━━ Material

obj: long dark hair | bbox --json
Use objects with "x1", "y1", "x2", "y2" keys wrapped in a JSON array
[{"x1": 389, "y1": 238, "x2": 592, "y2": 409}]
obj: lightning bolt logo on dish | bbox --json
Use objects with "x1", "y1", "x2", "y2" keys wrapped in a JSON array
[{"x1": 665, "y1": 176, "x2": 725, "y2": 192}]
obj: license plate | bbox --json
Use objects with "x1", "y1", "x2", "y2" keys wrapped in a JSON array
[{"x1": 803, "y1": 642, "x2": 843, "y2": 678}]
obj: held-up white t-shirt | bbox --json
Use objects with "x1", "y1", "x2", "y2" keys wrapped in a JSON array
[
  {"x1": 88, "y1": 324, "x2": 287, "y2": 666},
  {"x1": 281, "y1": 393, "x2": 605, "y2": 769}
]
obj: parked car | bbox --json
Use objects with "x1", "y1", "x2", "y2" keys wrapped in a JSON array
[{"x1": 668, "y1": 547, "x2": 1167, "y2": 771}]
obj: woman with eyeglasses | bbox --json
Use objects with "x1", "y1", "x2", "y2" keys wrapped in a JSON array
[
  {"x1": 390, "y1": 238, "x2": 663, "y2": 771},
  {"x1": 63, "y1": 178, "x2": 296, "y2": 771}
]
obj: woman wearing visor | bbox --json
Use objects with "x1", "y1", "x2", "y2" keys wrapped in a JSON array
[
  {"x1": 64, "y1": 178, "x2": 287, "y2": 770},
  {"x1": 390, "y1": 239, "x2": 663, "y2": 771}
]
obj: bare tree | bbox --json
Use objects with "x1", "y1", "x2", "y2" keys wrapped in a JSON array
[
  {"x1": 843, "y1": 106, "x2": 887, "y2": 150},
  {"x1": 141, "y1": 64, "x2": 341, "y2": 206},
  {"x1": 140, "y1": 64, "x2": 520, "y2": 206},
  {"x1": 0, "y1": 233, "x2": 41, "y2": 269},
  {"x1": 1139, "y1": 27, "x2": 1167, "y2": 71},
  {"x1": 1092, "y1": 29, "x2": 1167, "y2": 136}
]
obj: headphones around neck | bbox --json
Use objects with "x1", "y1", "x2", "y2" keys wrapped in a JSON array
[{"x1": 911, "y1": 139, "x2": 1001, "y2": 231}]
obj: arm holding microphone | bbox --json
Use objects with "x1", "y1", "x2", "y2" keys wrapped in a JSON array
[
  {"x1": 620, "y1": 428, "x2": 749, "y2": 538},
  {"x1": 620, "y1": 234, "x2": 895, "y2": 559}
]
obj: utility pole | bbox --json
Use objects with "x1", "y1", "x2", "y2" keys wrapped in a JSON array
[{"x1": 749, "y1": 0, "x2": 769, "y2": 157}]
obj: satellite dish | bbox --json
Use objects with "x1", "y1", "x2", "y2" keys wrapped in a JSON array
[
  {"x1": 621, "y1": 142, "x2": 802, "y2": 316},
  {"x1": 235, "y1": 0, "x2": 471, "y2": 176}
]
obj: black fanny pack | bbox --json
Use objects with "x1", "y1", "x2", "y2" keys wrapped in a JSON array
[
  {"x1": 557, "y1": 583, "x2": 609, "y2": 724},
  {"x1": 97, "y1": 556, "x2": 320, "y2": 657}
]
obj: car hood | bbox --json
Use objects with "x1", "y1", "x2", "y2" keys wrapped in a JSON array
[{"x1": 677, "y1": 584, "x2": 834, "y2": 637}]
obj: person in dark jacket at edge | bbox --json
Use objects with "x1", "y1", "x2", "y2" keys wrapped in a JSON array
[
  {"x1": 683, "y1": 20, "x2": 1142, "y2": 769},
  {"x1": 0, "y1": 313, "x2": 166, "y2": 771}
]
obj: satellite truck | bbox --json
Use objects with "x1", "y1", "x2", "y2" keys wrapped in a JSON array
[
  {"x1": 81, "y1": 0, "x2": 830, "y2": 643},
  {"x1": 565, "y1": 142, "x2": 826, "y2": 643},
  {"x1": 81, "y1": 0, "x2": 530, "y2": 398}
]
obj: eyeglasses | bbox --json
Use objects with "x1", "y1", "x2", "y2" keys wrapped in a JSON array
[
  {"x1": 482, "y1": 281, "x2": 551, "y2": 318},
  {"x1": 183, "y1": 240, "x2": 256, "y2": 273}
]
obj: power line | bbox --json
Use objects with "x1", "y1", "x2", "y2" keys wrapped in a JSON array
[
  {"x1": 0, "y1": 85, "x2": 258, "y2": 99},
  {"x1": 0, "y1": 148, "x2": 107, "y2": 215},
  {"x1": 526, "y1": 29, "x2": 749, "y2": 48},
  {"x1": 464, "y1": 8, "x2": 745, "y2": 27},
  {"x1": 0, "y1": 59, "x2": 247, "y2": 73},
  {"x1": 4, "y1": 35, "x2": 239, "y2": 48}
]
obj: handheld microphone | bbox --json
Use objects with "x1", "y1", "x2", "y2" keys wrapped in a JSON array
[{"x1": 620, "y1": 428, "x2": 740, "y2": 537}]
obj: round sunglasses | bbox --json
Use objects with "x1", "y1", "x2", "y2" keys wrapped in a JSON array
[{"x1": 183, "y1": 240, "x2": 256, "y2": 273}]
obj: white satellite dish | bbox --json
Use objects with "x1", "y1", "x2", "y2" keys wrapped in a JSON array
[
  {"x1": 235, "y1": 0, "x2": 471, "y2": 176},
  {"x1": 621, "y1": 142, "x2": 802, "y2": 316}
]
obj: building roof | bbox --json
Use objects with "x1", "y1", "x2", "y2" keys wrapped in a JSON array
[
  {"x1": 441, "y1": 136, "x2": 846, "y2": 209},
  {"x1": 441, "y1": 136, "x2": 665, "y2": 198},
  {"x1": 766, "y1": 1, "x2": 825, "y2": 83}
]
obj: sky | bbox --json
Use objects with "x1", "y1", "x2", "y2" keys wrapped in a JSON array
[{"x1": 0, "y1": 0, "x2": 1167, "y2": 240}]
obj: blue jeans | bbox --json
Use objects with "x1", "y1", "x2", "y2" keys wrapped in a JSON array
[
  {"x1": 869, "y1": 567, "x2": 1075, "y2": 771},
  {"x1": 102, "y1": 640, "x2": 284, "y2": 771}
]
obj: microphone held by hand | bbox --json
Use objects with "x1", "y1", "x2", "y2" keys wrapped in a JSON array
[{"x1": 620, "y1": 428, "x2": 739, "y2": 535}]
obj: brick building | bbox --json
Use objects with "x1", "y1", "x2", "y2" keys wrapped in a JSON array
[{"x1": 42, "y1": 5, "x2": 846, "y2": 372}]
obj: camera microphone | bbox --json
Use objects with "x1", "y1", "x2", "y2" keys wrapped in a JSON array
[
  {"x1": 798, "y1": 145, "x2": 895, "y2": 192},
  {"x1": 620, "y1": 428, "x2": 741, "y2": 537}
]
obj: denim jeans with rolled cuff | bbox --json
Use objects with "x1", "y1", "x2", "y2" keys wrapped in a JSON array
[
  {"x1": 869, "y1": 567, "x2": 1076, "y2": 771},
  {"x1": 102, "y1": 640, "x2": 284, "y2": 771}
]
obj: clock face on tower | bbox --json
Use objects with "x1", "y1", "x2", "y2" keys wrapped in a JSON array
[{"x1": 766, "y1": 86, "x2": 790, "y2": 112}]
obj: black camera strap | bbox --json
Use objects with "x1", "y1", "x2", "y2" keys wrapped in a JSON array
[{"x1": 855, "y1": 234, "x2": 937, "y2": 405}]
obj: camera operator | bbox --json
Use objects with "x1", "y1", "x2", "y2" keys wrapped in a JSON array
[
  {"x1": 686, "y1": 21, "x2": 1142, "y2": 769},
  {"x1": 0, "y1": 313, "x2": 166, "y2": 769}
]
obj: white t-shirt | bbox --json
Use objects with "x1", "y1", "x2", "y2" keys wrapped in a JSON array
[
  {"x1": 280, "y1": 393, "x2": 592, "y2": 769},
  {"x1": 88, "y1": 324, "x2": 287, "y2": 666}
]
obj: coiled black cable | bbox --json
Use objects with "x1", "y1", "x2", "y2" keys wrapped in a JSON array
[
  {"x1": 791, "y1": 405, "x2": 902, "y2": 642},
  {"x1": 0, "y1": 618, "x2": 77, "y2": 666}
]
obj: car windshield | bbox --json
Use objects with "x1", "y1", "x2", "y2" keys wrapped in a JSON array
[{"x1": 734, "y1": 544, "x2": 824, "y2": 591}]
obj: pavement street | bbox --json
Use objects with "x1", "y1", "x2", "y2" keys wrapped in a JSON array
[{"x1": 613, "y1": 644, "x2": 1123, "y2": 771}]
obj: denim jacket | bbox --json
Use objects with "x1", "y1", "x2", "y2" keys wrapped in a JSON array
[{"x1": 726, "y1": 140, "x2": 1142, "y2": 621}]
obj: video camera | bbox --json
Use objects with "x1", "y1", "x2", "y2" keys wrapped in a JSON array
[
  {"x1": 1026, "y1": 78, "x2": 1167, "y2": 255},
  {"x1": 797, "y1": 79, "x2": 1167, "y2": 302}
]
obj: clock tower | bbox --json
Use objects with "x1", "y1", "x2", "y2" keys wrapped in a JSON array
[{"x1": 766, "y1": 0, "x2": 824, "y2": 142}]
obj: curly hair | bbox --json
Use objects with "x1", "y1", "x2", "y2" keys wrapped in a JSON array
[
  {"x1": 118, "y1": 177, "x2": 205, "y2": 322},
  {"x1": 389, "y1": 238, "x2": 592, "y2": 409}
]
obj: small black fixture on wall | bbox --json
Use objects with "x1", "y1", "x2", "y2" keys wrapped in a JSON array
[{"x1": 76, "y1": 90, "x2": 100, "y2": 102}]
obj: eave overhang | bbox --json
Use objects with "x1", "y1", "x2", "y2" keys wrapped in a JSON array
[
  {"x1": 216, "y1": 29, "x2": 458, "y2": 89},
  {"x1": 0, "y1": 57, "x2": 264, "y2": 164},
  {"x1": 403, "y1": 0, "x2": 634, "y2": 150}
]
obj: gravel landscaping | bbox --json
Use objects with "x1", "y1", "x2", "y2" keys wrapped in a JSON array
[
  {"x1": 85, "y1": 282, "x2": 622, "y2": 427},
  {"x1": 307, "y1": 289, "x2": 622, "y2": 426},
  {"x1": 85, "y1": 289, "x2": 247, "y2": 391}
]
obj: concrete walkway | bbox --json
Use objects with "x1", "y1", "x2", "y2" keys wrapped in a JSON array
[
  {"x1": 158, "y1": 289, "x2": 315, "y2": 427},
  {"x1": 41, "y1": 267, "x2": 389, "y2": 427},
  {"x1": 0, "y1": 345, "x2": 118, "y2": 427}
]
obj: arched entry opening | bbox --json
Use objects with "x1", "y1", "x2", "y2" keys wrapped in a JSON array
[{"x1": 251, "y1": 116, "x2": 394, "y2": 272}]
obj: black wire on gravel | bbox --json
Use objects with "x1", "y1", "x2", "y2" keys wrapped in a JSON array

━━━━

Rewrite the stretch of the listing that opens with the line containing "obj: black wire on gravel | bbox --json" and closes with the final line of the listing, replacing "black wire" with "black cable" and leaving everything else as it stands. Return only those lines.

obj: black cable on gravel | bbox --json
Use objects with "x1", "y1", "x2", "y2" keys wrapped in a JSON array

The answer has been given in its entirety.